TASK DIRECTIONS → In the passage below about Dr. André Churchwell, what time did he catch the bus to campus?

TEXT SHOWN →
When Dr. André Churchwell, BS’75, was a biomedical engineering student at Vanderbilt, his daily commute from East Nashville was emblematic of the obstacles he faced growing up in a segregated neighborhood and in a city that just a few years earlier had been at the center of the civil rights struggle.

“I would run two blocks from my house down to the bus stop and catch the bus at 7:30,” says André, now the university’s vice chancellor for equity, diversity and inclusion and chief diversity officer, during a recent tour of his former neighborhood. Pointing out the location, he recalls, “Those old stone bus stop benches there? They didn’t have a shed, so I was pelted with rain, snowed on, everything.”

Yet even when he made it to campus on time, more formidable obstacles awaited him. As one of the few Black students enrolled at the university during the early 1970s, he felt an acute sense of isolation, similar he says to what the unnamed protagonist experiences in Ralph Ellison’s iconic novel Invisible Man

"I would walk across that campus, and no one would say a thing,” he says. “No, ‘Hello, how are you doing?’ Nothing. I didn’t know anybody, and they didn’t know me."

RECORD EXTRACTS →
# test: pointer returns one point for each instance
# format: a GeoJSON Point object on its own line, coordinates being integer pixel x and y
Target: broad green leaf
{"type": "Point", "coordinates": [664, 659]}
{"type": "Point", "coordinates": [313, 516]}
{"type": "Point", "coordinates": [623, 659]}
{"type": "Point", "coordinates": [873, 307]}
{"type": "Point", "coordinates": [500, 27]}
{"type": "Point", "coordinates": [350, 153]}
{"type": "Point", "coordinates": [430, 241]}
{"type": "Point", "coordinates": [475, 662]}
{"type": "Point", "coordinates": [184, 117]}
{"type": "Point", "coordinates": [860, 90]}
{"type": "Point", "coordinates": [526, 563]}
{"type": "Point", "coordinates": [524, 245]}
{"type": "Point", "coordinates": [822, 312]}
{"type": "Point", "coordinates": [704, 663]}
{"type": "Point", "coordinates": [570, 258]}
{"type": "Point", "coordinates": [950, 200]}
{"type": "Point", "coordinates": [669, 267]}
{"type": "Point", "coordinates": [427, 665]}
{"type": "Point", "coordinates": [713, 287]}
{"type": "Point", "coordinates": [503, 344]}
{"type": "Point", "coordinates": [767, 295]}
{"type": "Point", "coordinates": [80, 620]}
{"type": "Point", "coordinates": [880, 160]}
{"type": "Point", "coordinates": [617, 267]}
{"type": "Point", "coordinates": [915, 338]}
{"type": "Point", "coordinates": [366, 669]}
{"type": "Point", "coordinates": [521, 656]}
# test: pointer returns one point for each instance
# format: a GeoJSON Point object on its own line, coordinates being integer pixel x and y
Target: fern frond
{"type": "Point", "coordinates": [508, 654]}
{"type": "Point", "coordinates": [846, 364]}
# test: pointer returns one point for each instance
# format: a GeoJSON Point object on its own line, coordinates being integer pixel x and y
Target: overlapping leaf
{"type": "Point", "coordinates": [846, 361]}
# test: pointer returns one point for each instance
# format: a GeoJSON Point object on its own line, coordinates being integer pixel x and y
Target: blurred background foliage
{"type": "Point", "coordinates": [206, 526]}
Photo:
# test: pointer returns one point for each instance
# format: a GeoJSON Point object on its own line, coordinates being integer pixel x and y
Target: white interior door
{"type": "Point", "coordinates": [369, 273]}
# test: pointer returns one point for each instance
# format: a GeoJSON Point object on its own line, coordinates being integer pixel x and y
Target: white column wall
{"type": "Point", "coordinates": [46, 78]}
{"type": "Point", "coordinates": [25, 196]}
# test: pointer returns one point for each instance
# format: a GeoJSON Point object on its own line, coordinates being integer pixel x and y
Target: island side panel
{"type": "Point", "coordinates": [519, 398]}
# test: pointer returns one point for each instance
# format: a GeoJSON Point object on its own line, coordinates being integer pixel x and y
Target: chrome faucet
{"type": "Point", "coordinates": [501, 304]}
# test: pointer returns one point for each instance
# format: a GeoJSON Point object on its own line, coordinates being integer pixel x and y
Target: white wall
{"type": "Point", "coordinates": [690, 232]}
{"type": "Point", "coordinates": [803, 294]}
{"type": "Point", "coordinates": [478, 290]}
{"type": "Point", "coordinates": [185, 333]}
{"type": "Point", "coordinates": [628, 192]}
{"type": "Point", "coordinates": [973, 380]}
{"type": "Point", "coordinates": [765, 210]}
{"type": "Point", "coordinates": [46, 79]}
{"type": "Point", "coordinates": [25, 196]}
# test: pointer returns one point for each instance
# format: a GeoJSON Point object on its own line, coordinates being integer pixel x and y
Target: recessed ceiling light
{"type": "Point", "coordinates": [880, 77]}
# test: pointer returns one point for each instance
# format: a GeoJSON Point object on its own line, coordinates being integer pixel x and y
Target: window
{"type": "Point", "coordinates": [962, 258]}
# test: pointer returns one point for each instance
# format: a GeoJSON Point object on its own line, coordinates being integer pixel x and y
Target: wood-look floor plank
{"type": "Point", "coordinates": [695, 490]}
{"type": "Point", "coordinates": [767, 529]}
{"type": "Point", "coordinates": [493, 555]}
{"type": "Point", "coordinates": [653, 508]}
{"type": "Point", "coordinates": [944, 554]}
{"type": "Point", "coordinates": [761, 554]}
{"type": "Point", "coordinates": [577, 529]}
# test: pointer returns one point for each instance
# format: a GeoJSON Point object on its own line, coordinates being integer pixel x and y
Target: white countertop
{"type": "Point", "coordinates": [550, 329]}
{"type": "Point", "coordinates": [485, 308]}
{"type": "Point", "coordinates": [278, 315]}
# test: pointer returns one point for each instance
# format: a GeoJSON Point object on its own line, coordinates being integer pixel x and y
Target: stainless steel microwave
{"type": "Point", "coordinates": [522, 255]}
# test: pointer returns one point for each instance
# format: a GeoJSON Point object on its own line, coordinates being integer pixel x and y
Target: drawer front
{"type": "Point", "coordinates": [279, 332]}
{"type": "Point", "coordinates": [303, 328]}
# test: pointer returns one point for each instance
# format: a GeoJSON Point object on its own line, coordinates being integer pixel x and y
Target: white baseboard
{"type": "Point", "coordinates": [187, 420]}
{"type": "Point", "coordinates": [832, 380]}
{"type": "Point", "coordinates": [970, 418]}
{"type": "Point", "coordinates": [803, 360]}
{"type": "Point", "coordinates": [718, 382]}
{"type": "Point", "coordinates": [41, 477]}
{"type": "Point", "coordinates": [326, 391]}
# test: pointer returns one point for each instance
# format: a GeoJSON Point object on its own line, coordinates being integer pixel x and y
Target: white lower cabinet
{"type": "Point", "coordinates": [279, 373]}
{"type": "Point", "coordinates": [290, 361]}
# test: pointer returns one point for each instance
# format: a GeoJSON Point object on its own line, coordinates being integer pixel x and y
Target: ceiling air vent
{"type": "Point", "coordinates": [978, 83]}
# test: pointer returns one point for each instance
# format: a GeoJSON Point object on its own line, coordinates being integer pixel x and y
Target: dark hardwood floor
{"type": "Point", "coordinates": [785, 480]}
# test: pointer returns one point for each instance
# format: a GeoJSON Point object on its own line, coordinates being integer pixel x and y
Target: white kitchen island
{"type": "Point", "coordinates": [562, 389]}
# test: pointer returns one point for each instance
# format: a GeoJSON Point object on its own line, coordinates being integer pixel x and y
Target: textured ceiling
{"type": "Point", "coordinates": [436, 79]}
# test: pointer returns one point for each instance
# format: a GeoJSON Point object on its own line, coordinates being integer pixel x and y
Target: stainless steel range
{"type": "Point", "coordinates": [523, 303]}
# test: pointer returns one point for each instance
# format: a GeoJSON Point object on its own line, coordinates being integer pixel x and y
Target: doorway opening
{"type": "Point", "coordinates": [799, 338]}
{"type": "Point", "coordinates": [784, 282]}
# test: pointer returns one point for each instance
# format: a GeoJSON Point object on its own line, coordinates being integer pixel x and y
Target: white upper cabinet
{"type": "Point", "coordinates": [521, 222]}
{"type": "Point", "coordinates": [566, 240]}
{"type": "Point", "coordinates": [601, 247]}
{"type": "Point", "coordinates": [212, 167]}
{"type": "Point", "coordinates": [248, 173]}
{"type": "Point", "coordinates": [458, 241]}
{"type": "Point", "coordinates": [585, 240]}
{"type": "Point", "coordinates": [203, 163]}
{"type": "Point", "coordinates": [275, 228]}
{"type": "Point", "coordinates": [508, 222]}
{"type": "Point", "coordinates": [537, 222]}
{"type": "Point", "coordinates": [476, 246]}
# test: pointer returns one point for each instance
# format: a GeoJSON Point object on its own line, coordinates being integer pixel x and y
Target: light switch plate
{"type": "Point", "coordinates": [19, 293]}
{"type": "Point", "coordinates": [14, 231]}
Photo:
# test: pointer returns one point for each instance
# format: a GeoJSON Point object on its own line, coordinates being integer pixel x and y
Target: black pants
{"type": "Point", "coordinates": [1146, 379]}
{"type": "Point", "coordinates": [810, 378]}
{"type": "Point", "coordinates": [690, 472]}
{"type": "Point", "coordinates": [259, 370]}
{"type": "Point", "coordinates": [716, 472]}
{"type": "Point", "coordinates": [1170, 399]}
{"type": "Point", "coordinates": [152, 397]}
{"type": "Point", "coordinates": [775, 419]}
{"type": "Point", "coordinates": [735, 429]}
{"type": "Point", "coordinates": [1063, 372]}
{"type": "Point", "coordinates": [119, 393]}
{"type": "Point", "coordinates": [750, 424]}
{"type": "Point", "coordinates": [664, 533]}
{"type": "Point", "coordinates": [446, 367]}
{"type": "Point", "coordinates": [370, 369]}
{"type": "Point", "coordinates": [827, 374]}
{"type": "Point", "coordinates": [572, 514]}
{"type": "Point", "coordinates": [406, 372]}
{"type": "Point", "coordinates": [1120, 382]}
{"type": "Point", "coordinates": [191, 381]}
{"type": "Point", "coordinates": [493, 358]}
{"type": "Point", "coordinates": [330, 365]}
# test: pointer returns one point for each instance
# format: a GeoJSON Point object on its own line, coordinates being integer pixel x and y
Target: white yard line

EXERCISE SOLUTION → 7:30